Thursday, March 28, 2024 | Ramadan 17, 1445 H
broken clouds
weather
OMAN
23°C / 23°C
EDITOR IN CHIEF- ABDULLAH BIN SALIM AL SHUEILI

Slashed profit expectations may set stage for stock gains

1102279
1102279
minus
plus


NEW YORK: There could well be a silver lining in all the caution around the stock market as the earnings season approaches: Shares do way better when profit expectations have fallen, and lately, they’ve been falling like a rock.


By at least one measure, this is the most negative analysts have been ahead of a reporting period in nearly four years. Fourth-quarter reports get rolling next week with results from JPMorgan Chase and other big banks.


Recent warnings on the quarter from high-profile companies have had investors bracing for more bad news. Earlier this month, Apple’s big cut in its revenue forecast added to fears among some market watchers that a possible 2019 earnings recession — defined as at least two straight quarters of profit declines — may be on the horizon.

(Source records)
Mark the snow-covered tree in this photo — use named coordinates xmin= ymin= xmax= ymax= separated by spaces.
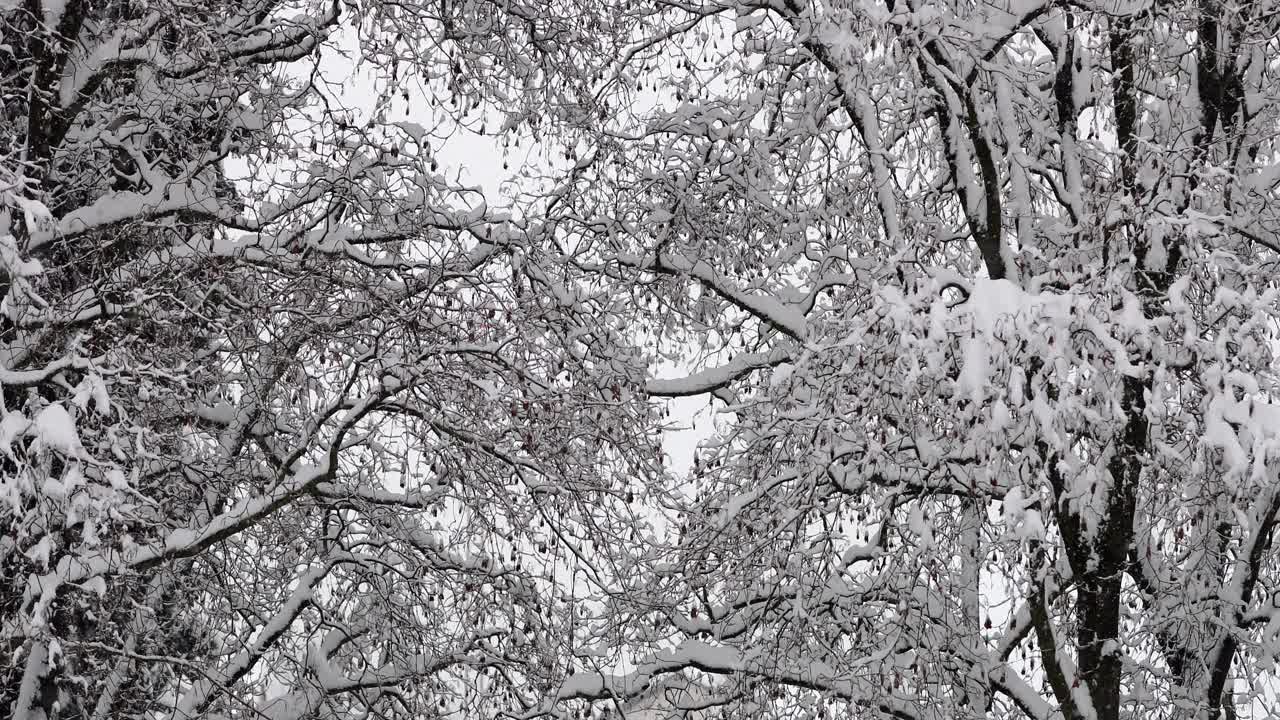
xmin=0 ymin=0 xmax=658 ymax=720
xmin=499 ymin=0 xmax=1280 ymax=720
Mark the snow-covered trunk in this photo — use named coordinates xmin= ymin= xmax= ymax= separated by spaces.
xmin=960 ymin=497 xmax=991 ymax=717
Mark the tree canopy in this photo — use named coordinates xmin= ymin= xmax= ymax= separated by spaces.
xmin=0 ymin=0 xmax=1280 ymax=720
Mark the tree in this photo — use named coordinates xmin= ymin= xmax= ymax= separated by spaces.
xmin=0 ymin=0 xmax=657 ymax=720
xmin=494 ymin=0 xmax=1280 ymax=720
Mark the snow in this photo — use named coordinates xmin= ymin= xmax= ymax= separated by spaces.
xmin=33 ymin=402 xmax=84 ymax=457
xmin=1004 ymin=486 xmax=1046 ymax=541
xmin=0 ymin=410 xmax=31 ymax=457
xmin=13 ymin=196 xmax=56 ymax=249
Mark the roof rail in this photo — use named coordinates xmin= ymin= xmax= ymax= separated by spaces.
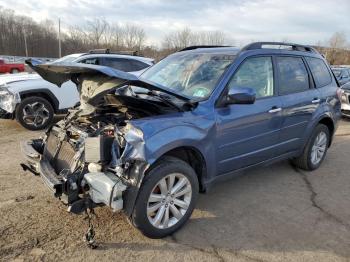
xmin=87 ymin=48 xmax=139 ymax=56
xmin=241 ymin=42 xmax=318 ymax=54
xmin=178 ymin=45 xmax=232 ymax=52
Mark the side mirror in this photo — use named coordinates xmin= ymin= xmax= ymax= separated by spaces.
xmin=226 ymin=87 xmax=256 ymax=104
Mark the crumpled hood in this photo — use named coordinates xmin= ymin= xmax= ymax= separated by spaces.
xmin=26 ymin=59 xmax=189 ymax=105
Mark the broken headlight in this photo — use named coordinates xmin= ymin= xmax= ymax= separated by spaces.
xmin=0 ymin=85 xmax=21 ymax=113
* * *
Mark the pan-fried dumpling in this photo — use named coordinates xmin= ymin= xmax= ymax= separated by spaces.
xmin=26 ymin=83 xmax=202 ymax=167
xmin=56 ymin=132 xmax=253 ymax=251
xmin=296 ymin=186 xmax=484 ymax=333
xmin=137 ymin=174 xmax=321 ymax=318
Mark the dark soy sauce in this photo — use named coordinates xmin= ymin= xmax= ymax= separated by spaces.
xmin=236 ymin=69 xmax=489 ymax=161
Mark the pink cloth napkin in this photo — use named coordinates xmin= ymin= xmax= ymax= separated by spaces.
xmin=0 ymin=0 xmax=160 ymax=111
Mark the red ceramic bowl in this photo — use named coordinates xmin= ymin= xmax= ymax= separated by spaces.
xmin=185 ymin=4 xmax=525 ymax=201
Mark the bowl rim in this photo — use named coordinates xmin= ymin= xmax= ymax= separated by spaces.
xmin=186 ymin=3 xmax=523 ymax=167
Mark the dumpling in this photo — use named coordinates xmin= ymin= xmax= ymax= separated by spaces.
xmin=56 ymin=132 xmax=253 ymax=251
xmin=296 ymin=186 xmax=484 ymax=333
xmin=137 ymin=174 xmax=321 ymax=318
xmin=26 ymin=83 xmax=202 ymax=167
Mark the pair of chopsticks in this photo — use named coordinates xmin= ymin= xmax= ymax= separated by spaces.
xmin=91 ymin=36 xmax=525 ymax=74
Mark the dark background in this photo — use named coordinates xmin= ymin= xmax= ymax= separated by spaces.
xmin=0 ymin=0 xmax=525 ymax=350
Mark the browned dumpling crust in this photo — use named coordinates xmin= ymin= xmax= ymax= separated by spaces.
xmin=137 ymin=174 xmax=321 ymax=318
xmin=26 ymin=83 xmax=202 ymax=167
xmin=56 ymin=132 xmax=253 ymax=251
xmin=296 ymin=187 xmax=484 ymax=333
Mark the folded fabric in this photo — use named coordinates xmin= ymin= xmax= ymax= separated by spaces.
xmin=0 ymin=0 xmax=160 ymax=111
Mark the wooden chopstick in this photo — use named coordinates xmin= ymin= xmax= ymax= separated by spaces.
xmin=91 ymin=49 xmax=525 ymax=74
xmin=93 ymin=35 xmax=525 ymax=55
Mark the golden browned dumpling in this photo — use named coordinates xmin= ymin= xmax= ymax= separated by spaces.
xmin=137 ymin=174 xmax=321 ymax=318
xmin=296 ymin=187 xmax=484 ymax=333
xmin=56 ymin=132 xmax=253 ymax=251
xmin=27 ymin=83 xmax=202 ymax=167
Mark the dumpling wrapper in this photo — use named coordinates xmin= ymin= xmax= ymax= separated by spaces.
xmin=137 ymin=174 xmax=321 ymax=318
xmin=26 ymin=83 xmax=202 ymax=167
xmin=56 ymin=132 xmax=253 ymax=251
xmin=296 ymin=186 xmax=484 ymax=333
...
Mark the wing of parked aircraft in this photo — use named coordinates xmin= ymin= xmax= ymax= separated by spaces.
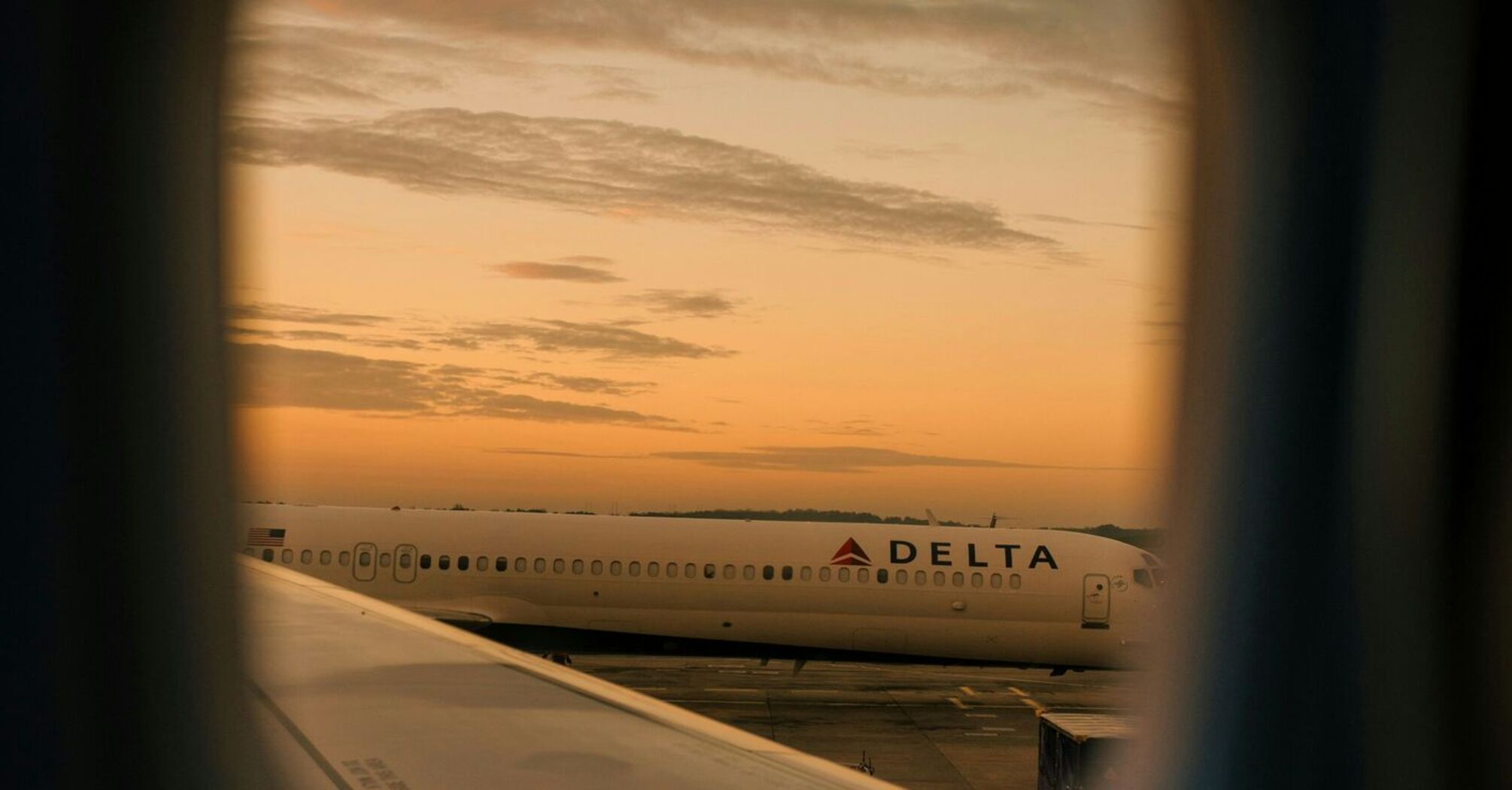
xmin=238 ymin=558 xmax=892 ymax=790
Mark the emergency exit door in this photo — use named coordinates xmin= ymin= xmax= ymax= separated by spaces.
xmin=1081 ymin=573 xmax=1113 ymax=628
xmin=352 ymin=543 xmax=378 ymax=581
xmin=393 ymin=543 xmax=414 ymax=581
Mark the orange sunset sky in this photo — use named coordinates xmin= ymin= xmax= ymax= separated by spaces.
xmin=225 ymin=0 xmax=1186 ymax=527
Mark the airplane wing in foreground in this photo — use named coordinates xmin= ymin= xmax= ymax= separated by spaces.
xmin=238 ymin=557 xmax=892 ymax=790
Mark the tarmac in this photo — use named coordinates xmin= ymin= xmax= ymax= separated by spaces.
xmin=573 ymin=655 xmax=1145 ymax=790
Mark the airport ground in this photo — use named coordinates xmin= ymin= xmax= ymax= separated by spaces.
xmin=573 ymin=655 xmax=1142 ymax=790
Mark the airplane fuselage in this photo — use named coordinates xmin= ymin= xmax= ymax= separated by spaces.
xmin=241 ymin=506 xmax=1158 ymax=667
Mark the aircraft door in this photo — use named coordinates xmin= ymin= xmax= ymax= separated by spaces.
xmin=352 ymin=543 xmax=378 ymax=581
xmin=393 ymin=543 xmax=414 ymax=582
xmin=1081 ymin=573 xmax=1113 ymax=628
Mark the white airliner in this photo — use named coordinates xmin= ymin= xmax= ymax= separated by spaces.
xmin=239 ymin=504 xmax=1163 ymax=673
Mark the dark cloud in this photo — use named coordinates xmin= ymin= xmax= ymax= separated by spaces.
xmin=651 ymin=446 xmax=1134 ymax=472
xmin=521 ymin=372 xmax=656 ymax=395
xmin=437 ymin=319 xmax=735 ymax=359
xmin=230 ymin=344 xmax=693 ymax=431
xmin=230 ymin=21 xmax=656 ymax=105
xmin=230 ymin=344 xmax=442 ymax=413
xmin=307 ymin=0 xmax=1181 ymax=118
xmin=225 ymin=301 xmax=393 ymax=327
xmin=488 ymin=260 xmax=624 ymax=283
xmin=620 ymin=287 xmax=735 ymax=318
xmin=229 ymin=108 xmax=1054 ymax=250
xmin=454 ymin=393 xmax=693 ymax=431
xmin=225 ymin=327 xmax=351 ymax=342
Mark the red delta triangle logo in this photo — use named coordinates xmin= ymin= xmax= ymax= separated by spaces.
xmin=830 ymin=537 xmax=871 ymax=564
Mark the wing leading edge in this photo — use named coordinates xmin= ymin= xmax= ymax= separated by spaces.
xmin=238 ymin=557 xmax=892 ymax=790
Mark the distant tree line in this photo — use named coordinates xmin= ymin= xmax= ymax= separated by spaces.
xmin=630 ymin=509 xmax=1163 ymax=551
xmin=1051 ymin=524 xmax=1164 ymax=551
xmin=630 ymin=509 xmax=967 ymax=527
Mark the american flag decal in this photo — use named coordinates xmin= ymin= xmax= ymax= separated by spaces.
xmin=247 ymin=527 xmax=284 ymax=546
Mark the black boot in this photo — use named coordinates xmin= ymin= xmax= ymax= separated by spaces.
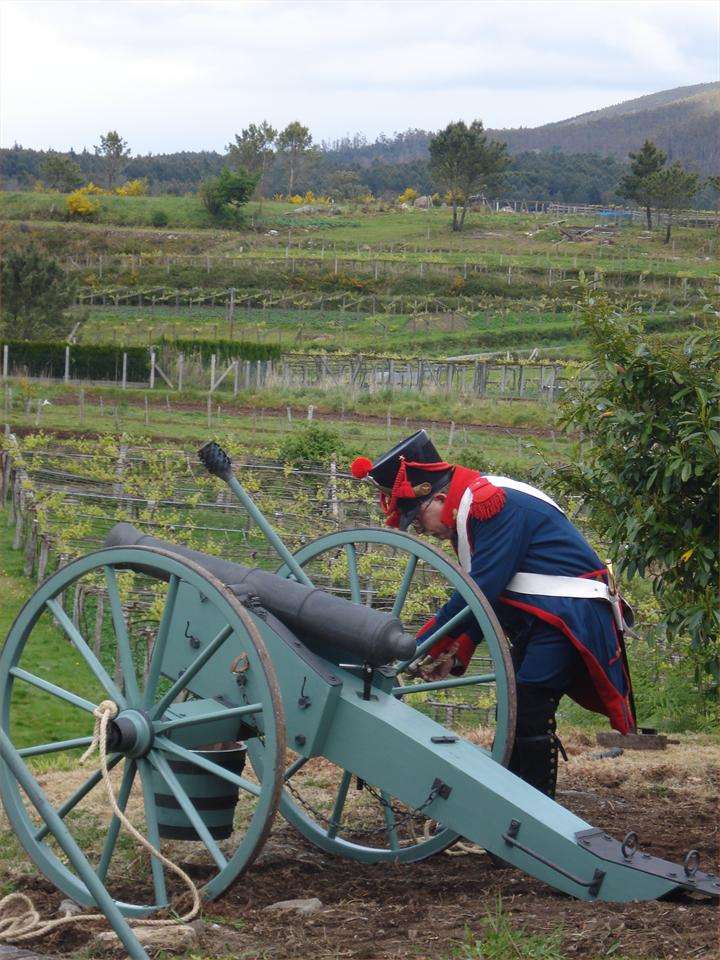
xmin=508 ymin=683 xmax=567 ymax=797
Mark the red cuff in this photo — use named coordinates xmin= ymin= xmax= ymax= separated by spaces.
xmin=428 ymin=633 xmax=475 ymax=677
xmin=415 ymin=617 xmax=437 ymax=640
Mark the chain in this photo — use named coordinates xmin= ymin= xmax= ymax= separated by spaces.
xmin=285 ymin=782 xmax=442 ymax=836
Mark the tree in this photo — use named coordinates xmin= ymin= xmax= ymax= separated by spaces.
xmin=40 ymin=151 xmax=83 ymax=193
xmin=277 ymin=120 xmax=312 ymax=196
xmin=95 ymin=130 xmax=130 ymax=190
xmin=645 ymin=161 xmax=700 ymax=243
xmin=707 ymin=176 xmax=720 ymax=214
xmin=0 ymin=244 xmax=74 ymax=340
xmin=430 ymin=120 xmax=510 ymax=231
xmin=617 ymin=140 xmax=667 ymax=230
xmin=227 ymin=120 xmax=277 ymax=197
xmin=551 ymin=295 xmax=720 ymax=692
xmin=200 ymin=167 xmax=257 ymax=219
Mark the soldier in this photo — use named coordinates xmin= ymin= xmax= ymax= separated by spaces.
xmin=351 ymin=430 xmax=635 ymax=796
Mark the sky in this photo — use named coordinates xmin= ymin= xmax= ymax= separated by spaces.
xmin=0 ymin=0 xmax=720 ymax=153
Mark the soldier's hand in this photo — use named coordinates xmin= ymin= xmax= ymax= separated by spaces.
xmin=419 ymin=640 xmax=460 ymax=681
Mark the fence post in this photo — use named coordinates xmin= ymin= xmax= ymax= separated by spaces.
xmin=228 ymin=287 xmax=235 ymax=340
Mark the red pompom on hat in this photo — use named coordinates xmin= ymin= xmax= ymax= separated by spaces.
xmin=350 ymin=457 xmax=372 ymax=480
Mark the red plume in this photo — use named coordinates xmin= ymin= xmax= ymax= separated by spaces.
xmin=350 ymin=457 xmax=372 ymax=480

Set of tasks:
1/ Repeat the passage from the article on profit expectations, starting with "NEW YORK: There" and going on through "other big banks.".
2/ Decide whether each statement agrees with the article on profit expectations, answering yes or no and quoting the words from the article that settle it. (a) Fourth-quarter reports begin next week with results from big banks. (b) Apple raised its revenue forecast earlier this month. (c) An earnings recession is defined as at least three straight quarters of profit declines.

Answers to each task:
1/
NEW YORK: There could well be a silver lining in all the caution around the stock market as the earnings season approaches: Shares do way better when profit expectations have fallen, and lately, they’ve been falling like a rock.


By at least one measure, this is the most negative analysts have been ahead of a reporting period in nearly four years. Fourth-quarter reports get rolling next week with results from JPMorgan Chase and other big banks.

2/
(a) Yes: "Fourth-quarter reports get rolling next week with results from JPMorgan Chase and other big banks."
(b) No: "Apple’s big cut in its revenue forecast"
(c) No: "defined as at least two straight quarters of profit declines"